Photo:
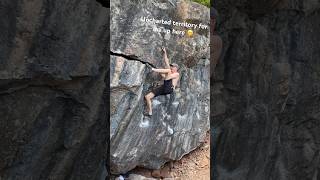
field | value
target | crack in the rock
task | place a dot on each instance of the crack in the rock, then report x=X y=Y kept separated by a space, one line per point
x=132 y=58
x=104 y=3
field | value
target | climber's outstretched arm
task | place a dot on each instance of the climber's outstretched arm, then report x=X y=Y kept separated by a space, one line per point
x=162 y=71
x=165 y=58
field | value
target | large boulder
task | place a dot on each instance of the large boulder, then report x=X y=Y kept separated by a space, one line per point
x=266 y=92
x=181 y=120
x=53 y=89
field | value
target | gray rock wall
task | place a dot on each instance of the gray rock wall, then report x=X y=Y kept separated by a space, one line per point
x=181 y=120
x=266 y=91
x=53 y=89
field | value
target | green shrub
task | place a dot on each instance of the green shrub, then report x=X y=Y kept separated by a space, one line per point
x=203 y=2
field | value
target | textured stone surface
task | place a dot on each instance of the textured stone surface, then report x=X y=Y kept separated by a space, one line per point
x=181 y=120
x=53 y=95
x=266 y=91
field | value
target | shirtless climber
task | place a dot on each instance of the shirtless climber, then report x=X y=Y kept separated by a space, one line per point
x=170 y=75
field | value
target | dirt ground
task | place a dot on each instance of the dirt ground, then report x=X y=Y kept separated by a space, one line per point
x=193 y=166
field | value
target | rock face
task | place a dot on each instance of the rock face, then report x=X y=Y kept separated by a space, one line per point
x=181 y=120
x=266 y=92
x=53 y=89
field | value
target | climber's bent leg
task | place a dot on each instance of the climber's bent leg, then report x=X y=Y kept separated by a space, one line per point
x=148 y=98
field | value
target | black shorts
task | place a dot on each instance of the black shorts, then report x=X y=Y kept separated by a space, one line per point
x=162 y=90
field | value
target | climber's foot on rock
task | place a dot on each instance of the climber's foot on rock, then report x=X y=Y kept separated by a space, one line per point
x=148 y=113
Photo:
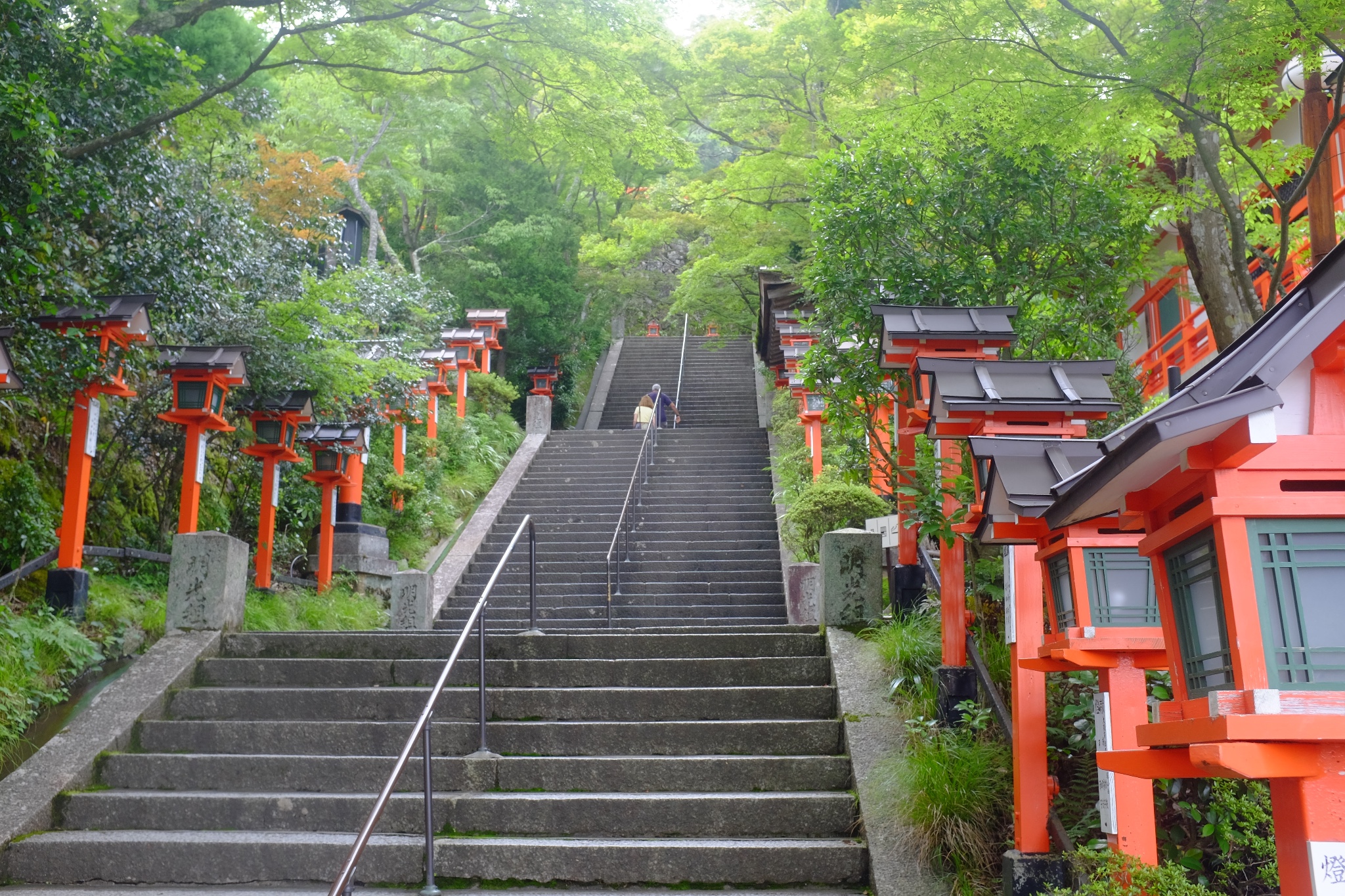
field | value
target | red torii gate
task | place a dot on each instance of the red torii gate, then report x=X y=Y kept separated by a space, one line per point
x=275 y=423
x=124 y=322
x=201 y=379
x=1239 y=484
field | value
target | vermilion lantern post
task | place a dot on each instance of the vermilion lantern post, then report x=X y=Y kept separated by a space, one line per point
x=9 y=379
x=124 y=322
x=464 y=344
x=275 y=425
x=544 y=378
x=444 y=362
x=1099 y=612
x=337 y=469
x=201 y=379
x=493 y=322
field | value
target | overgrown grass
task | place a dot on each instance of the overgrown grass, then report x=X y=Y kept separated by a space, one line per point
x=338 y=609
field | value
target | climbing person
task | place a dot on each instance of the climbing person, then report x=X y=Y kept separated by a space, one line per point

________

Write out the full listing verbatim, excluding its pictures.

Photo:
field | value
target | crack in the rock
task | place a dot on each instance of the crack in the rock, then report x=X y=Y kept separated by a space, one line per point
x=132 y=58
x=104 y=3
field | value
target | climber's outstretched arm
task | place a dot on each instance of the climber's outstretched arm, then report x=X y=Y kept separated by a space, one line per point
x=162 y=71
x=165 y=58
field | value
target | large boulder
task | place a dot on each instance of the large boulder, then report x=X y=Y kept separated by a space, one line per point
x=266 y=92
x=181 y=120
x=53 y=89
field | value
target | gray rock wall
task | place a dot on each instance of the gray rock wall, then report x=X y=Y kept separated by a space, one line per point
x=181 y=120
x=266 y=91
x=53 y=89
field | value
target | green shrub
task | place a dot on each instance of the green shrub, then report x=X y=Y kept separated by a space, one line per point
x=203 y=2
field | value
target | textured stone surface
task | place a dot on each instance of the textured stone surface, then report x=X y=Y kept separated by a space, one line per point
x=181 y=120
x=53 y=95
x=266 y=91
field | value
target | shirtless climber
task | place a dot on each instance of the shirtless climber, then report x=X y=Y kept separated by a space, one line per point
x=170 y=75
field | value
target | dirt ground
task | place a dot on each instance of the dirt ground, then report x=X y=Y kept separated by a space, one line per point
x=193 y=166
field | value
target | rock face
task | place a dot on each instance of the rock face, then report x=X y=Y kept separated by a space, one line per point
x=181 y=120
x=266 y=92
x=53 y=89
field | value
target | climber's bent leg
task | place a dot on each instance of the climber's bent leg, then report x=X y=Y kept separated by a space, one line per point
x=148 y=98
field | value
target | black shorts
task | place a dot on each instance of the black shorts, then report x=X y=Y kept separated by a space, one line per point
x=162 y=90
field | value
target | climber's foot on rock
task | place a dot on each instance of the climber's foot on rock, then report x=X y=Y kept separated by a space, one line per point
x=148 y=113
Photo:
field | value
target | red torii gate
task | place a dot on each instance of the red torii gate, then report x=X y=Y kept separated by a space, one line per point
x=275 y=423
x=124 y=322
x=201 y=379
x=1239 y=484
field | value
target | vermilion lantern post
task | place a dot on each instance of the vermilion lantern post, then report x=X y=Y kept separated by a space, one line per point
x=9 y=379
x=124 y=322
x=464 y=344
x=275 y=425
x=544 y=378
x=444 y=362
x=1099 y=612
x=337 y=469
x=201 y=379
x=493 y=322
field | value
target | overgrown grass
task | place a dot on each instance of the overgrown grass, then report x=X y=Y kept separated by a space, one line per point
x=338 y=609
field | value
target | climbing person
task | place a dot on each instance of the climbing person, then report x=X y=Y kept separated by a space, one line per point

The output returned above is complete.